**Goal of the exercise:**
Can you reproduce the lines of the data below word for word, from the line that contains "of the nose" through the line that contains "x=458 y=334", including both of those lines?

━━━ Records for the exercise

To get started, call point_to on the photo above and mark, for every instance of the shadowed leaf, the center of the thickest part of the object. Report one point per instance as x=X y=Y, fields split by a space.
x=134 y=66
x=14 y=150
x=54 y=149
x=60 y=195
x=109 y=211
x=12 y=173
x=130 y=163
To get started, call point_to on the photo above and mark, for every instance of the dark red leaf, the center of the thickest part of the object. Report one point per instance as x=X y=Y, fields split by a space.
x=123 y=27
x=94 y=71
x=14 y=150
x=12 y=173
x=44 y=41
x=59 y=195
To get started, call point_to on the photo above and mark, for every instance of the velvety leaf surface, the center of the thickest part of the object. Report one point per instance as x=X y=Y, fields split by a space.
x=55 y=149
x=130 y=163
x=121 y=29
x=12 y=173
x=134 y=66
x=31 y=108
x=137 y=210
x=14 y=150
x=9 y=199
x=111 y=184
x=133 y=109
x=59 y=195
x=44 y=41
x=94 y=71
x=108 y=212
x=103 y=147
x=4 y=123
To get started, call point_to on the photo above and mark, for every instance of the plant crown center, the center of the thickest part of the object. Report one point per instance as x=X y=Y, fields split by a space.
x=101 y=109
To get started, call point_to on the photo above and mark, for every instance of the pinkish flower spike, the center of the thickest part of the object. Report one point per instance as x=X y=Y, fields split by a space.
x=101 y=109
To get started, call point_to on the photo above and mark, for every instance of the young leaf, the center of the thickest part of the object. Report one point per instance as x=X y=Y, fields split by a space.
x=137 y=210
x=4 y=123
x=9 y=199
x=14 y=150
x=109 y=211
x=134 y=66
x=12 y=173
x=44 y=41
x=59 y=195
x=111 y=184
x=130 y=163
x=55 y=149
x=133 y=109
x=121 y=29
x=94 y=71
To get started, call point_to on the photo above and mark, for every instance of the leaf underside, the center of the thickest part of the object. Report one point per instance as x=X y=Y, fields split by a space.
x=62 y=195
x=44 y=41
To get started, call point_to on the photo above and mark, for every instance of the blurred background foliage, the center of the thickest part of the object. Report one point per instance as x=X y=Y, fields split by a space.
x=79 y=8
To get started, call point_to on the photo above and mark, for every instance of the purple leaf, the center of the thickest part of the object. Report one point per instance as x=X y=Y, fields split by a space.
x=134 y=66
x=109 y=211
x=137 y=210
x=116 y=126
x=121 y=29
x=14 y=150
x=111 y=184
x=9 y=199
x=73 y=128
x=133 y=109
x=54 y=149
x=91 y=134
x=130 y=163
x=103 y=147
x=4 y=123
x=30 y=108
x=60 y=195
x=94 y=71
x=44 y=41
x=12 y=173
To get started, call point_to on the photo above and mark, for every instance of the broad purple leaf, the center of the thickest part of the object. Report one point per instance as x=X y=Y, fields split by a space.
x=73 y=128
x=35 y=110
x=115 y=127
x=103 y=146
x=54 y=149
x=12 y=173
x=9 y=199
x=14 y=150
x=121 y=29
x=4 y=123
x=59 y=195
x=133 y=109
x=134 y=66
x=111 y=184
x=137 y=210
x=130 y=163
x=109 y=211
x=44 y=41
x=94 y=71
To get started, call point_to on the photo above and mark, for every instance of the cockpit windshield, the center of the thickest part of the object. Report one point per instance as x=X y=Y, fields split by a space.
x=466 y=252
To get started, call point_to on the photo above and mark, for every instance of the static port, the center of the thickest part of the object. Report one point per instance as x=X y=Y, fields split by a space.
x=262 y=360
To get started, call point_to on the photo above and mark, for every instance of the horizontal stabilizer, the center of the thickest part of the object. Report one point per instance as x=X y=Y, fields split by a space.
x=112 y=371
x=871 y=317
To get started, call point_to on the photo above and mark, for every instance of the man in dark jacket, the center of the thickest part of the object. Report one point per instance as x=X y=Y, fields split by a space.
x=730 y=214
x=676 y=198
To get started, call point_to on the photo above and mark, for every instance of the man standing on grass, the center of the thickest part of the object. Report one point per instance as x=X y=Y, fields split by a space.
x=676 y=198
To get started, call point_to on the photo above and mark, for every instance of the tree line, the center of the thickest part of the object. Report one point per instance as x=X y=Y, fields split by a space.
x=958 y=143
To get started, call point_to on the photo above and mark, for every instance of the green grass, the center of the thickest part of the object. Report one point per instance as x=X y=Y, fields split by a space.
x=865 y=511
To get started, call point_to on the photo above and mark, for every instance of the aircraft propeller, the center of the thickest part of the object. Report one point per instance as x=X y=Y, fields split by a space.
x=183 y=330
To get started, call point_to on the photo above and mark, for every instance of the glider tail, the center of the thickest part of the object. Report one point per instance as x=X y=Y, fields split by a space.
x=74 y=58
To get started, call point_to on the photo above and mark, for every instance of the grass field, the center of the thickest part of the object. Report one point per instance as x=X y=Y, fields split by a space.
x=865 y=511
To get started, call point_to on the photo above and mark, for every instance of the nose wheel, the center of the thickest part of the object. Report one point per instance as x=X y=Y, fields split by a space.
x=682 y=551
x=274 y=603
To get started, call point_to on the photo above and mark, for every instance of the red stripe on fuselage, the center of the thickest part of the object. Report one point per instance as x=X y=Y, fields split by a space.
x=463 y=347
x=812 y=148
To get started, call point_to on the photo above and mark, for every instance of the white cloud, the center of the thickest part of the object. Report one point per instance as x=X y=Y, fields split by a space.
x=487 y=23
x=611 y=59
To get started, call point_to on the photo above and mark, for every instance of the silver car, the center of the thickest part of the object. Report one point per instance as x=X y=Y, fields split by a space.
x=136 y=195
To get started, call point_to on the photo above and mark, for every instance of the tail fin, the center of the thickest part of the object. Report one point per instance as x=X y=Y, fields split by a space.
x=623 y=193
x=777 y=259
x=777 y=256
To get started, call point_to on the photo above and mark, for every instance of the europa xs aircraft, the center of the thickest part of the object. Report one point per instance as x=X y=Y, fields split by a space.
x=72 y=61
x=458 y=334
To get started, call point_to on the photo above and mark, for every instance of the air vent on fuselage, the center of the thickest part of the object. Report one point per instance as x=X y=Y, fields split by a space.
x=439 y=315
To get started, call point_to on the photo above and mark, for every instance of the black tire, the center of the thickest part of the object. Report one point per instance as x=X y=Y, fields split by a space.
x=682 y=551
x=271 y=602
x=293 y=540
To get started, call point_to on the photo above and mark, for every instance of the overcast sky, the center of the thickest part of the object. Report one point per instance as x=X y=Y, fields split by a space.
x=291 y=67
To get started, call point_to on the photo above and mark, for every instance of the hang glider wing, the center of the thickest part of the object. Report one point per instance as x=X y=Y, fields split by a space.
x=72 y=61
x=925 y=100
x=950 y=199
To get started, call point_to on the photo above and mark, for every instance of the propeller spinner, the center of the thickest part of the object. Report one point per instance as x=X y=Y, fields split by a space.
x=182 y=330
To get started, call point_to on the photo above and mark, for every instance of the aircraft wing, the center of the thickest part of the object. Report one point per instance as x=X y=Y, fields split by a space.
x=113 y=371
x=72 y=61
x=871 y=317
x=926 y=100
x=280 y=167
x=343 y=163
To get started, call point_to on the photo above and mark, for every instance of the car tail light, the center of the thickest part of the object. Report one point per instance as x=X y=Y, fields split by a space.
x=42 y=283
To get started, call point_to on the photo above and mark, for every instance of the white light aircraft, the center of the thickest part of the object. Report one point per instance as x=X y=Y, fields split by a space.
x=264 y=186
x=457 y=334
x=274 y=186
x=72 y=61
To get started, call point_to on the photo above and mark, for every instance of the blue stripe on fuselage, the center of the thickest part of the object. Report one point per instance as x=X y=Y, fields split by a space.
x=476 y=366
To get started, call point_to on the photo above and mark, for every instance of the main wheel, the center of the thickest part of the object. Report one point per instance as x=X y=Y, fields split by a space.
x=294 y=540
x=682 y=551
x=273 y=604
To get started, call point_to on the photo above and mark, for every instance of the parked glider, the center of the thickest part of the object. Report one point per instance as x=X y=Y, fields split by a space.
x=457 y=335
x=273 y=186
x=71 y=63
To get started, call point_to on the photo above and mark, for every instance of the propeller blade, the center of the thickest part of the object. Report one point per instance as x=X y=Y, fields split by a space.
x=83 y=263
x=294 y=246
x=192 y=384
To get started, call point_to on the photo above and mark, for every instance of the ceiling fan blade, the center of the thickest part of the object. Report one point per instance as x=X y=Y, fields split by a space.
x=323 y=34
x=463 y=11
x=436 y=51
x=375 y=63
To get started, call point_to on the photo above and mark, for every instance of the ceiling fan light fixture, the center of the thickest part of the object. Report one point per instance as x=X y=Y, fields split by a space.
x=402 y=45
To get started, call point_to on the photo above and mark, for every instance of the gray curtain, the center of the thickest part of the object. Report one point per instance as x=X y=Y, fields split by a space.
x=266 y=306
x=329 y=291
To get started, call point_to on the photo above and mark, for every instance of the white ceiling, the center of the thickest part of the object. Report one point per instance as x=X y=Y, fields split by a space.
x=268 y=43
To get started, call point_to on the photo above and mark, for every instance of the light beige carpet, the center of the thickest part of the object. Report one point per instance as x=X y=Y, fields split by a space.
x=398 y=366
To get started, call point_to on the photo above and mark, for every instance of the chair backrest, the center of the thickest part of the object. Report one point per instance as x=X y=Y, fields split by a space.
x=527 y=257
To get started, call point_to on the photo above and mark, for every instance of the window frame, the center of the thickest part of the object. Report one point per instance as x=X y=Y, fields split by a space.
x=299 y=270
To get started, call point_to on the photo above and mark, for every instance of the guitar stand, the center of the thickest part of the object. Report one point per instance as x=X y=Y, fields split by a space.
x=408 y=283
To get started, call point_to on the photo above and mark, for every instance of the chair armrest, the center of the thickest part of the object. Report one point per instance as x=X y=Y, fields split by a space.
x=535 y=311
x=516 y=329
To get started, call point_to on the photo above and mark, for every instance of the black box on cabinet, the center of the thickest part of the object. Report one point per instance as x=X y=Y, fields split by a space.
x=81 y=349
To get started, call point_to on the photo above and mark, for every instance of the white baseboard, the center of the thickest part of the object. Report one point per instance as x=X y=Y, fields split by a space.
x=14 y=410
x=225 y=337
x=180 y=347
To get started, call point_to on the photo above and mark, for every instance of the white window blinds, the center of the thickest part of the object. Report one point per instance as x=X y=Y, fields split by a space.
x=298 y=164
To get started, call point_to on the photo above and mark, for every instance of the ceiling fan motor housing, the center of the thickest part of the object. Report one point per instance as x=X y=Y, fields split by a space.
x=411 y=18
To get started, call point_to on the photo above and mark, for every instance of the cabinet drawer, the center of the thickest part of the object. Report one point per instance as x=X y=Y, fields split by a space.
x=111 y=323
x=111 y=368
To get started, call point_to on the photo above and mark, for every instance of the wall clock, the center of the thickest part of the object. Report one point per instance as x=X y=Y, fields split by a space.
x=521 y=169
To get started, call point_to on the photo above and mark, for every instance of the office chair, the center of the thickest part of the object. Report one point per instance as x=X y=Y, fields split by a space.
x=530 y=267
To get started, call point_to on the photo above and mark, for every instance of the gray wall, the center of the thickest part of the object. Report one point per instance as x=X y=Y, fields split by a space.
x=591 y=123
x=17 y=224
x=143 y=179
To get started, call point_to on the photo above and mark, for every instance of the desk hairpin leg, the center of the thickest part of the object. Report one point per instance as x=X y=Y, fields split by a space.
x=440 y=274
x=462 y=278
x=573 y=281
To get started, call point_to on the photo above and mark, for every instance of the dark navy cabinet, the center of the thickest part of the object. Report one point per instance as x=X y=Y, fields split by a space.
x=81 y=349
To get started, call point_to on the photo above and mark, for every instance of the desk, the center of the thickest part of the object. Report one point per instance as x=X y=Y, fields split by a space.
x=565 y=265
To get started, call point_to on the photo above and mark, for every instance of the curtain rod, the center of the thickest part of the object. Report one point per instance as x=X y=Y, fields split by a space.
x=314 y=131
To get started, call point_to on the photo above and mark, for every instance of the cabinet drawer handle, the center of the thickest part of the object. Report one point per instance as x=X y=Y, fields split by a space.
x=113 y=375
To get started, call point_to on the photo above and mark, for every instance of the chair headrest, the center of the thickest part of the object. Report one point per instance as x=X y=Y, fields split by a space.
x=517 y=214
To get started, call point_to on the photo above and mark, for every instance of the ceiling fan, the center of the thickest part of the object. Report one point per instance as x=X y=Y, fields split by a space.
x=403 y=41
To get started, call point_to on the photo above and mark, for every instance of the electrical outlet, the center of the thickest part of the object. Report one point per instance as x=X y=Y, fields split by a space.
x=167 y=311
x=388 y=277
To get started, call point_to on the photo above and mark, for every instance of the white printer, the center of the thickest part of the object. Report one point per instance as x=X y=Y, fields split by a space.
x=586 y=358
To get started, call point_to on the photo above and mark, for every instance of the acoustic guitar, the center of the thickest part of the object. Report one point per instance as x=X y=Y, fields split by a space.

━━━━━━

**Result for this exercise:**
To get started, call point_to on the photo above and mark, for every instance of the nose wheel, the center of the thickest part of the object. Report one point per instance as x=X y=Y, fields split by a space.
x=682 y=551
x=274 y=603
To get started, call point_to on the photo above and mark, for every instance of the red stripe on fuselage, the center of the thickest part of the object. Report one point per instance as x=X y=Y, fields split by a space.
x=463 y=347
x=812 y=148
To get started, call point_to on the photo above and mark, for every instance of the white cloud, the center of the thickest part of the object. Report one point per instance as x=X y=Y, fields split by a space.
x=487 y=23
x=611 y=59
To get started, call point_to on the photo above and mark, for every instance of the silver car, the center of the thickest part of the object. Report one point per instance as x=X y=Y, fields split by a space.
x=136 y=195
To get started, call point_to on the photo above and mark, for every instance of the tail fin, the center of the thickest part of the object. Report one point per instance as x=X y=Y, fields split by a space.
x=623 y=193
x=777 y=259
x=777 y=256
To get started, call point_to on the photo above and mark, for every instance of the europa xs aircraft, the center of the thickest part of the object. Report one point per instance as x=X y=Y, fields split by a space.
x=72 y=61
x=458 y=334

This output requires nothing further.